**WRITTEN INSTRUCTION:** Duplicate the lines below word for word, omitting the pictures from your reply.

(Coordinate annotation records)

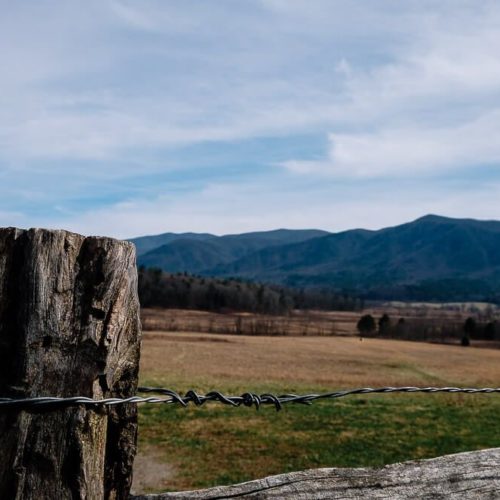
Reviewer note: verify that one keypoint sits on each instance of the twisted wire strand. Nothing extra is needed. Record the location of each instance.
(168, 396)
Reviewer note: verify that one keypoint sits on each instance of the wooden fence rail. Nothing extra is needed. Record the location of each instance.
(69, 326)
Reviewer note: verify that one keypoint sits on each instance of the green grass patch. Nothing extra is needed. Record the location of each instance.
(214, 444)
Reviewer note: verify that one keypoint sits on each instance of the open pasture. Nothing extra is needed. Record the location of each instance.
(195, 447)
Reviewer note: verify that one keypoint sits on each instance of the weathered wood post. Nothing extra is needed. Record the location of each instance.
(69, 326)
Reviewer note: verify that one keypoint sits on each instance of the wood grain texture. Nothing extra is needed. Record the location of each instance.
(472, 475)
(69, 325)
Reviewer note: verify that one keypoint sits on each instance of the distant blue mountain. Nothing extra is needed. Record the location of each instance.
(431, 258)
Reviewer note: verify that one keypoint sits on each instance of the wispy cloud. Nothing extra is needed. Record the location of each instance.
(98, 94)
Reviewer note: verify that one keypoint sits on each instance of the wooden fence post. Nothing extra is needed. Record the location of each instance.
(69, 326)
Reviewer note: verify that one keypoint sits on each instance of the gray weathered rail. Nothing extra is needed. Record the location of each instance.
(472, 475)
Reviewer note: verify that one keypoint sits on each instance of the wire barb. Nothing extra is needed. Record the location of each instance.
(168, 396)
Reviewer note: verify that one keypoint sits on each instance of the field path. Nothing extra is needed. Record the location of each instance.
(333, 362)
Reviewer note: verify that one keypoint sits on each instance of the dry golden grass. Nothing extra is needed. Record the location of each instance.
(242, 444)
(204, 361)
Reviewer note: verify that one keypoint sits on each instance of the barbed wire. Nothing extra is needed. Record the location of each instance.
(168, 397)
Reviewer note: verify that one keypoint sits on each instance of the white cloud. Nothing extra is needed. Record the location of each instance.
(236, 208)
(403, 152)
(103, 90)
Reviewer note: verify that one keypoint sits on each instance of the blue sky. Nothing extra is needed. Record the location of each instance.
(125, 118)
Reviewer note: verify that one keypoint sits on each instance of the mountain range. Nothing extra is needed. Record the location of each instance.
(431, 258)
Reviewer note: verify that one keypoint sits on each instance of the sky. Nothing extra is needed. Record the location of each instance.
(125, 118)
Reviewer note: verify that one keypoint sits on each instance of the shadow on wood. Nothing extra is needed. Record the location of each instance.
(69, 326)
(471, 475)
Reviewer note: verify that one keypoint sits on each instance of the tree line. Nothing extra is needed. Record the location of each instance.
(186, 291)
(470, 329)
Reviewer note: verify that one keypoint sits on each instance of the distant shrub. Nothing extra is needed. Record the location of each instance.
(366, 324)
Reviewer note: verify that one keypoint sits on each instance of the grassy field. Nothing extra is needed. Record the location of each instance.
(196, 447)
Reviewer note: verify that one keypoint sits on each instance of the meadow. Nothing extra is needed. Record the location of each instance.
(196, 447)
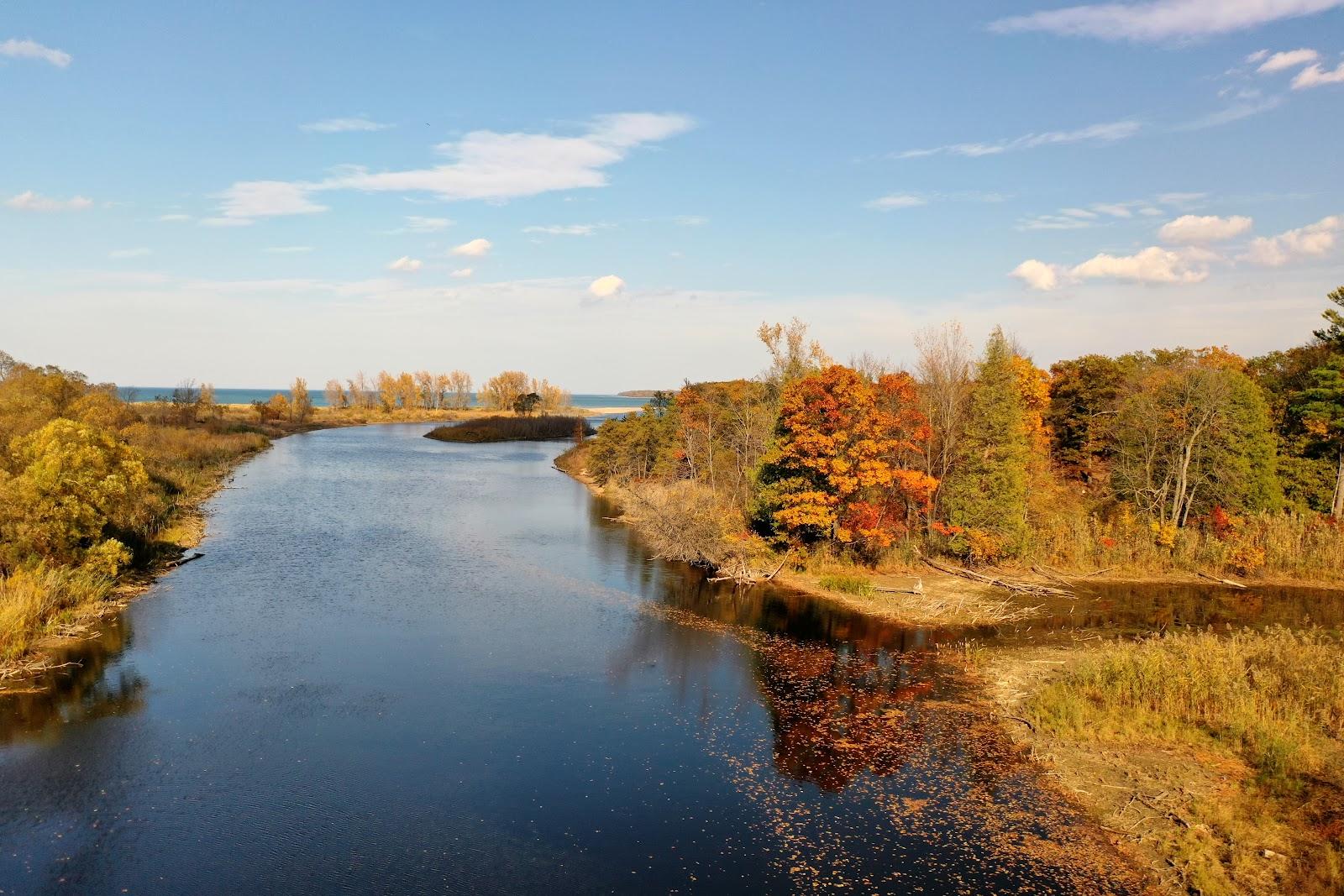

**EXERCISE RESULT:**
Reviewer note: verify that one keypoint sits on each instance of the twisted wire strand. Nothing extra is needed. Record the location of each instance.
(168, 396)
Reviewer note: verify that one keypoint sits on each instance of the wooden fence rail. Nothing extra is needed. Record the location of each instance.
(69, 326)
Reviewer note: verify that one keypoint sits on each instance of the green grass patch. Nothing extra is needed. Record the location of each instance.
(214, 444)
Reviewer note: verify that one keypoint sits on each instance of the open pasture. Nothing extra is needed. Record the location of each instance.
(195, 447)
Reviewer note: verify that one keypoint sits on each instance of the weathered wood post. Nothing extra is needed. Record the location of each instance.
(69, 326)
Reviewer note: verify that one keypoint sits on each instance of the wood grain texture. Nothing extra is needed. Record the location of each instance.
(472, 475)
(69, 325)
Reviewer note: verify that one keypoint sits on each instance of the distant blue mountain. Nothing extra is needed. Record the location of each instance.
(431, 258)
Reviewer note: verify that one keypoint sits on each instance of the wispy cloud. Nothing extra is needed. Record the location of each instance.
(98, 94)
Reviewer note: verify that one keypoint sits on each instance of the wooden fence post. Nothing extra is needed. Record the location of each instance.
(69, 326)
Reviewer note: verify that one keypoint sits on each instance of the gray weathered rail. Nothing extra is needed. Record the location of each instance.
(472, 475)
Reviewer note: verify that one keypoint sits on each instance of the wire barb. Nothing extra is needed. Record the location of each instance.
(168, 396)
Reviewer note: verify that one keypoint sits on each instance of the field path. Nothing extra is needed. Record the location of each instance.
(333, 362)
Reviewer note: verify that one keypoint sits on each instance of the dry golden grass. Nothing extra is needed. Record the location of each instance.
(242, 444)
(204, 361)
Reviewer note: verify that one keypoint sits on each instance of the barbed wire. Nothing extra is needed. Record the location of each instance.
(168, 397)
Reviewer note: verify that one keypoint sits on each instance of the white cloud. Nothing extra is needed. Record the location of each instance.
(236, 208)
(403, 152)
(103, 90)
Reviewer note: verify that one keypoint sits on each instance of the blue sky. Nothing extra is needed. Record the location of each instance.
(125, 118)
Reviewer note: verify that one keypoint sits on each instance of the mountain range. Nothing extra is needed. Record the location of each instance.
(431, 258)
Reviewer note: verify that one keypoint sits on each instance of the sky. Nothing extra is needed. Record the location of each instance.
(125, 118)
Reviewer note: verify that one keypoint sits on each instance of the shadow on wood. Nothing extra is needed. Record the location of each instance.
(69, 326)
(471, 475)
Reviewer note: verify that one keypoint sits on each instance of the tree line. Nothing extra is needed. Record the location of each instance.
(186, 291)
(470, 329)
Reviewer note: verify that one keypoint sits on each instance of the distant shrub. Nothing extra is needed. Record the location of each instance.
(366, 324)
Reviewer note: verify that one keypoint sits on each instance of the grassy field. Nothing extra is needed. Record the location of each instance.
(196, 447)
Reviewer note: verify that one keypoint sits on each instance of the meadow. Nothing extra is needed. Record the location of each instance.
(196, 447)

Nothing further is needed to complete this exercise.